WHAT YOU HAVE TO DO> Among the lines below, copy each one in which "List" appears.

RECORDS PROVIDED>
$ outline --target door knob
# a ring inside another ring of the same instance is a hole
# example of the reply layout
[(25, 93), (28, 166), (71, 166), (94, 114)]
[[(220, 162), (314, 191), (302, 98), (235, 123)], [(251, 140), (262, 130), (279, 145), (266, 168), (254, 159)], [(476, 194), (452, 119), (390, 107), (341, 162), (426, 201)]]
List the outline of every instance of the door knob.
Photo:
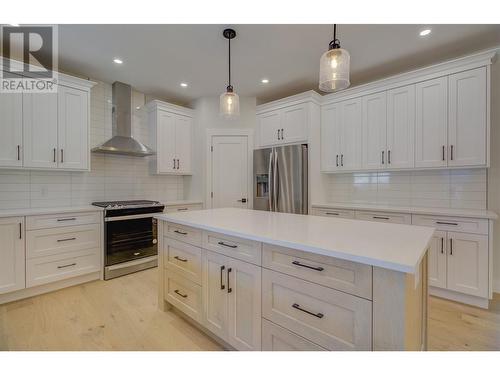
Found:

* * *

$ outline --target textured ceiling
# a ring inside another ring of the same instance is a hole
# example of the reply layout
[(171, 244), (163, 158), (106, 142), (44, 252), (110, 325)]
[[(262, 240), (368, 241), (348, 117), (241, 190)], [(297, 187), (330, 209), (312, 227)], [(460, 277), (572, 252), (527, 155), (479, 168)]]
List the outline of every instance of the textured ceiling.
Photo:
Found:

ANSWER BELOW>
List the outline of every instance of the door knob.
List the outline of every instance of the textured ceiling.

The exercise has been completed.